DOCUMENT TEXT:

Management and long-term follow-up of early stage H. pylori-associated gastric MALT-lymphoma in clinical practice: An Italian, multicentre study.
Dig Liver Dis. 2008 Oct 20
Andriani A, Miedico A, Tedeschi L, Patti C, Di Raimondo F, Leone M, Scinotta L, Romanelli A, Bonanno G, Linea C, Giustini M, Hassan C, Cottone M, Zullo A.
Haematology and Gastroenterology Department, San Giacomo Hospital, Rome, Italy.
BACKGROUND/AIM: Data on management and long-term follow-up of Helicobacter pylori-associated MALT-lymphoma in clinical practice are scanty. We evaluate the long-term efficacy of H. pylori eradication on low-grade MALT-lymphoma, and the efficacy of further therapies in refractory patients.
METHODS: This study enrolled patients with stages I-II(1) MALT-lymphoma and H. pylori infection. H. pylori eradication was attempted in all patients. Patients with lymphoma persistence or progression following H. pylori treatments received further lymphoma treatments. Both 5-year and disease-free survivals were calculated.
RESULTS: Sixty patients (stage I/II(1): 50/10) were followed up for a median time of 65 months (range 7-156). H. pylori infection was successfully eradicated in 53 (88.3%) patients following three consecutive therapeutic attempts, and lymphoma regressed in 42 (79.2%) of these patients. Sixteen patients received anti-neoplastic treatments due to either lymphoma persistence or progression, and lymphoma was cured in 14 (87.5%) cases. At follow-up, lymphoma relapsed in 13/42 (30.9%) patients within a median time of 19 months (range 3-41), and all but 1 patient were cured with further therapies. Overall, lymphoma regression was achieved in 56 patients (93.3%). The 5-year and disease-free survivals were 94.7% and 74.6%, respectively.
CONCLUSIONS: In clinical practice, a conservative approach with antibiotic eradication seems to be appropriate management for early-stage MALT-lymphoma, with oncologic therapy being reserved for those patients who fail to respond to H. pylori therapy.

DATA FOR ANALYSIS:

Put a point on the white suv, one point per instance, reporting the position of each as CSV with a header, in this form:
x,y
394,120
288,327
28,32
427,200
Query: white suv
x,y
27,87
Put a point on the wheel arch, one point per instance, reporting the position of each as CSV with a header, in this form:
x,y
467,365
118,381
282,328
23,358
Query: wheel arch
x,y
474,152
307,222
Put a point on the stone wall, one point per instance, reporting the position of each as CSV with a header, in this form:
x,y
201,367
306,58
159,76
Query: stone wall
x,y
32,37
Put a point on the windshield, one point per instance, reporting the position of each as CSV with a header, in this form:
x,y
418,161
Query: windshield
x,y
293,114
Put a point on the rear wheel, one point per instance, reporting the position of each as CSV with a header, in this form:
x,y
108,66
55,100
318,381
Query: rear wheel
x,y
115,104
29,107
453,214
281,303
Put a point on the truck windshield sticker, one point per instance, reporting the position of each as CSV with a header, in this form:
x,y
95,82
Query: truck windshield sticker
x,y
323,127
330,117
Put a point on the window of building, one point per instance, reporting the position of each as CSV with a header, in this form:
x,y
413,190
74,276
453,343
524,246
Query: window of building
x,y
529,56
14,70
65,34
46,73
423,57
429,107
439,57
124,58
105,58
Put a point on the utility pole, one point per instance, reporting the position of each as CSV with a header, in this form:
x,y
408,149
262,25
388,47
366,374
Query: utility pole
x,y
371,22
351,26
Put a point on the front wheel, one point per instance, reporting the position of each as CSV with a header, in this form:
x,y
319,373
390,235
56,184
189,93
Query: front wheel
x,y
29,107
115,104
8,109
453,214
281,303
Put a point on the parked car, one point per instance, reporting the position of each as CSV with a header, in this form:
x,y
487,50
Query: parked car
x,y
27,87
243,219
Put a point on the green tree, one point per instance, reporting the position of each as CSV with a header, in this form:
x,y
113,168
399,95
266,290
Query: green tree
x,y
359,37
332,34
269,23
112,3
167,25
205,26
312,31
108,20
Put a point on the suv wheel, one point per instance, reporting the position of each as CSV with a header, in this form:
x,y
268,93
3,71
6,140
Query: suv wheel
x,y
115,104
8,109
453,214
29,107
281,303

PROBLEM 1: Retype the gastric MALT-lymphoma abstract starting with "Dig Liver Dis." and going on through "M, Zullo A.".
PROBLEM 2: According to the gastric MALT-lymphoma abstract, what was the median follow-up time for the sixty patients?

REPLY 1:
Dig Liver Dis. 2008 Oct 20
Andriani A, Miedico A, Tedeschi L, Patti C, Di Raimondo F, Leone M, Scinotta L, Romanelli A, Bonanno G, Linea C, Giustini M, Hassan C, Cottone M, Zullo A.

REPLY 2: 65 months (range 7-156).